━━━ EXTRACTED TEXT

Adenike Adeyemi, Executive Director, FATE Foundation, a key ecosystem actor that provides business incubation, growth and accelerator support to SMEs said the Foundation had already surveyed SMEs in Nigeria to understand their challenges and current plans against a number of business parameters. A striking finding was that 52% of the SMEs surveyed were not sure of staying operational beyond 4 weeks due to cashflow problems, with one in five saying they would definitely be out of business within that timescale if things remained the same.
For any business and particularly for SMEs, “cash is king”, warned Ndidi Nwuneli, Managing Partner, Sahel Consulting, and Co-Founder AACE Foods. SMEs must immediately review their cash flow and plan for a range of scenarios taking a painstaking look through all fixed and variable costs. Lenders and other funders may be able to help ease cashflow problems, but they will be keen to see how aggressively current costs are being managed. The approach must be ruthless if the business is to survive. She also advised that this was not the time to close out on supplier relationships but rather a time to keep supply chains as open as possible to take advantage of potential new sourcing relationships if businesses are able to access services that help map sources with markets. Operating models have to evolve quickly in these conditions and digitalising B2B and B2C channels is now going to be a feature of the business environment of the future. SMEs must explore e-commerce mediated direct sales and opportunities to share digital spaces such as websites with complementary businesses to reduce costs.
Professor Ogunmoyela, Executive Director, CAFSANI, an advocacy platform for food safety and nutrition underlined the importance of sustaining food hygiene, including hand washing, infection control and cross-contamination prevention, as well as keeping an eye on quality implications of reduced production and capacity utilisation as offtake reduces.

━━━━━━
━━━ GIVEN DATA

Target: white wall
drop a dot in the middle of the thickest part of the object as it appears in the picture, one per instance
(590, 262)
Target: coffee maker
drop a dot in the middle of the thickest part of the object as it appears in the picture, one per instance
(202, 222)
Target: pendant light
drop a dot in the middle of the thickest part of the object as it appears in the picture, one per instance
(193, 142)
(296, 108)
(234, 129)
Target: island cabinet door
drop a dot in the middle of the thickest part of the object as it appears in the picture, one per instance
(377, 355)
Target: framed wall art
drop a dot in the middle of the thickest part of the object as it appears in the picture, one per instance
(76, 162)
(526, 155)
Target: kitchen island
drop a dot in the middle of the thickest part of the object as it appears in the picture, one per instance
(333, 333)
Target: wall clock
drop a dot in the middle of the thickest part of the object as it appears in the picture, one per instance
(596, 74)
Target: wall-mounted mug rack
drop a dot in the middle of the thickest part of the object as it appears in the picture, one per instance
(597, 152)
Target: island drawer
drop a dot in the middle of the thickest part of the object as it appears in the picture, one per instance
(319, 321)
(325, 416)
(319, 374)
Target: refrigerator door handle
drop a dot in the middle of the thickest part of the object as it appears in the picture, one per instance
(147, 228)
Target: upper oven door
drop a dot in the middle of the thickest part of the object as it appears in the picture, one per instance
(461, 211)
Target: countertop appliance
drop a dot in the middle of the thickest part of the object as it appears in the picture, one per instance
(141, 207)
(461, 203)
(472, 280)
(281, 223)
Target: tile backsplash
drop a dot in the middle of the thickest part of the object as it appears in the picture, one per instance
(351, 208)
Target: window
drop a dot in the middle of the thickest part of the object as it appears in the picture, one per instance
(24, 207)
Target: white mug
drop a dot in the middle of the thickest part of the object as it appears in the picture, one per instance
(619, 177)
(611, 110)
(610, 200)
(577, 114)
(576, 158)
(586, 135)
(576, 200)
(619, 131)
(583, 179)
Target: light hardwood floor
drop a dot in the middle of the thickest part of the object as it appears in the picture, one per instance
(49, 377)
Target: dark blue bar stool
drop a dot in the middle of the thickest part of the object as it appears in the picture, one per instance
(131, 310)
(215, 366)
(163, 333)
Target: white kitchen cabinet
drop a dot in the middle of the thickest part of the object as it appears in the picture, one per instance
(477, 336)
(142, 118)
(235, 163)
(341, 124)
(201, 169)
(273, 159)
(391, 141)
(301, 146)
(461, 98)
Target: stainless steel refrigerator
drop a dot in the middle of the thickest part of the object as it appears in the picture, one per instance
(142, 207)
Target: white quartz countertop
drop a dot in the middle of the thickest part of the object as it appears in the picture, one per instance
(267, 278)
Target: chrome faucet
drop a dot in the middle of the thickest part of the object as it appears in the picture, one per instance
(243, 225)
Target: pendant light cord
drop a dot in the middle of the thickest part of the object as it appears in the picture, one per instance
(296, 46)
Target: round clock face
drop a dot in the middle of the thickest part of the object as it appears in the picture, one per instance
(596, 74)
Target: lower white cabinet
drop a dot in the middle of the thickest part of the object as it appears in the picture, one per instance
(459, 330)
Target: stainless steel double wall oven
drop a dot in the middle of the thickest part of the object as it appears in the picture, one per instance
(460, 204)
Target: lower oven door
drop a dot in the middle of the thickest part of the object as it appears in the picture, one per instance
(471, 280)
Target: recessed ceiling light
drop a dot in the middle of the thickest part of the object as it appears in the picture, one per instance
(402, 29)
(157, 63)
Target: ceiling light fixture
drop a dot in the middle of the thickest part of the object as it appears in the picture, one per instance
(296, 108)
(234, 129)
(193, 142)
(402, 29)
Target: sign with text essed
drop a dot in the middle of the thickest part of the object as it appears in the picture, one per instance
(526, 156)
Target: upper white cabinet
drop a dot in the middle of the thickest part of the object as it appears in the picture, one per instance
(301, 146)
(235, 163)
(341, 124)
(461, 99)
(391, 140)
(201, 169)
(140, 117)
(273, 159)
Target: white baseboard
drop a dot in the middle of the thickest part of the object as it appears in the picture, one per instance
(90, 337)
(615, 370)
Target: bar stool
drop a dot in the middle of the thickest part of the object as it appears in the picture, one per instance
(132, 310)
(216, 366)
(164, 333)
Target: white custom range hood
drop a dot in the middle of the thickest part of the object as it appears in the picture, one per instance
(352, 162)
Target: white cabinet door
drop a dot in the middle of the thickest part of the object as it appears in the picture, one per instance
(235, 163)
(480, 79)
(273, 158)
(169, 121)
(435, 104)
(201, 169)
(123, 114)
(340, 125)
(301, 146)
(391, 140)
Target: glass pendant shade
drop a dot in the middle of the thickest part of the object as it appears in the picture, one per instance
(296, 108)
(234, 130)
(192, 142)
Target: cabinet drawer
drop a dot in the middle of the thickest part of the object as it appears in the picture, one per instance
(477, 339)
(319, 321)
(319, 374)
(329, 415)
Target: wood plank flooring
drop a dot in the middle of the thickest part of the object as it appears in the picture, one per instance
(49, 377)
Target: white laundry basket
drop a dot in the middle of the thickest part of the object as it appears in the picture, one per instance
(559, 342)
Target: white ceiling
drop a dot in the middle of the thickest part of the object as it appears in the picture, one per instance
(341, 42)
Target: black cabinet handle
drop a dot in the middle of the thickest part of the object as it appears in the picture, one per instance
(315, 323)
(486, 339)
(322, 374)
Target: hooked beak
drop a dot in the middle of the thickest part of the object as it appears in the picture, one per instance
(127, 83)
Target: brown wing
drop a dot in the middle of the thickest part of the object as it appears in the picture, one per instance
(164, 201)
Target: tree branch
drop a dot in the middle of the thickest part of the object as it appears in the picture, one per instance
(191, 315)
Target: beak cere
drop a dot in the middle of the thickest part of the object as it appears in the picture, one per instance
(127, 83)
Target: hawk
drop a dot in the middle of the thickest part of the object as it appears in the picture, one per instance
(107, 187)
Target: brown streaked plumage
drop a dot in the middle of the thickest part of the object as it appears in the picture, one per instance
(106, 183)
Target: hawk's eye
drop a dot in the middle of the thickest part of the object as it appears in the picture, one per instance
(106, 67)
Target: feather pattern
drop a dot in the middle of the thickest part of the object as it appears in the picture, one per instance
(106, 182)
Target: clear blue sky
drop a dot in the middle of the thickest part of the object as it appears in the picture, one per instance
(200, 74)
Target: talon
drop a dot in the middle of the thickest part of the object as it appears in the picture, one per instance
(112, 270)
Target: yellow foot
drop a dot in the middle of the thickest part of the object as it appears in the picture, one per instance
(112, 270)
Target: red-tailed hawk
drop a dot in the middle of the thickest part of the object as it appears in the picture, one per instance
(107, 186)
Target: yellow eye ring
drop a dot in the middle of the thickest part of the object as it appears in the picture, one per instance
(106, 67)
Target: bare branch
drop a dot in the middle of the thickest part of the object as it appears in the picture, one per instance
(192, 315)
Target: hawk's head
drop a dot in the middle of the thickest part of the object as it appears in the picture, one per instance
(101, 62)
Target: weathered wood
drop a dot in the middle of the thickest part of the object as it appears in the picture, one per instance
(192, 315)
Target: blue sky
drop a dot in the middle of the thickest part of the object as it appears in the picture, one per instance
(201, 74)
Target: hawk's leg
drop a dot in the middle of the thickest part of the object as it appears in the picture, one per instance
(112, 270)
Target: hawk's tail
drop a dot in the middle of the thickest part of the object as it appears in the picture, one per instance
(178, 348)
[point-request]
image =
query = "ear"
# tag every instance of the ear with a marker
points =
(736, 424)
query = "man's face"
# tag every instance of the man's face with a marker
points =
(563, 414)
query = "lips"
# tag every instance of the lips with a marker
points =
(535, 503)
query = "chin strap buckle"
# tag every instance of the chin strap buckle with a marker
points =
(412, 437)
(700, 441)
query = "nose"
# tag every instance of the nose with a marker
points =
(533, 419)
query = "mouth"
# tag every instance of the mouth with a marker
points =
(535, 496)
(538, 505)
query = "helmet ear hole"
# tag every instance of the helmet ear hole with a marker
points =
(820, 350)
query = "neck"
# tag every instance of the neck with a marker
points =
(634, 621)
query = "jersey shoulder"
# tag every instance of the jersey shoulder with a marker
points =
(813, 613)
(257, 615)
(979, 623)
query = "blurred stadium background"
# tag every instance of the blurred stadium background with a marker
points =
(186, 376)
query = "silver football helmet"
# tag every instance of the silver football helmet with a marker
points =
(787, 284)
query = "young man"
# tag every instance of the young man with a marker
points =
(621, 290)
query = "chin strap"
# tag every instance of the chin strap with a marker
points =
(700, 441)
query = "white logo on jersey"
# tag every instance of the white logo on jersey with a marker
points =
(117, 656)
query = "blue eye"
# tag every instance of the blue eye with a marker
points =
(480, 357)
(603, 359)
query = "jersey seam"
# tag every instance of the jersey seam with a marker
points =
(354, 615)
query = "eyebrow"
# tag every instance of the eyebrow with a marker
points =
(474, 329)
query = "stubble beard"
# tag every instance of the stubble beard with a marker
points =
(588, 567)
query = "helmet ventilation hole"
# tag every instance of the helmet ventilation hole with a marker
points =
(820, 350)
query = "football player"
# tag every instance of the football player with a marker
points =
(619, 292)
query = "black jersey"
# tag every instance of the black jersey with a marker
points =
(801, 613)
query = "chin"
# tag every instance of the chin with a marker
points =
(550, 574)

━━━━━━

> _DIRECTIONS_
1. In the text on Nigerian SMEs, what percentage of the SMEs surveyed by the FATE Foundation were not sure of staying operational beyond 4 weeks?
2. Pick up the text on Nigerian SMEs and write what comes next.
The referring expression data has nothing to do with these tasks.

> _RESULTS_
1. 52%

2.
Beyond changes to business operations, how are COVID-19 related interventions from the government helping to cushion the negative impacts on SMEs? Victoria Madedor, Head Agribusiness and FMCG, BOI Investment & Trust, a subsidiary of the Bank of Industry (BoI) outlined some of the intervention funds available through the BoI and the Central Bank. For example, the interest rates for Central Bank interventoin funds in agriculture had come down to 5%. BoI is also making “Impact” funds available without the need for stringent collateral for loans below 10 million Naira, as well as other flexible collateral options for higher amounts. Some of these measures are targeted specifically at the food and nutrition sector. However, businesses noted that accessing these instruments remains difficult for SMEs, therefore clear actions are required to ensure this health crisis does not result in a food and malnutrition crisis.
In summary, SMEs must be engaged and supported. The proximity of food and nutrition SMEs to local communities means they are well placed to shape their businesses in response to consumer demand and adapt their businesses to new distribution and delivery models, especially around last-mile distribution. This is likely to work much better than the government-led distribution models currently in play. As we better integrate and expand the response to COVID-19, we must make additional investments in alleviating the disproportionate care burden on our women and ensure that support to women-owned and women-led SMEs is prioritised.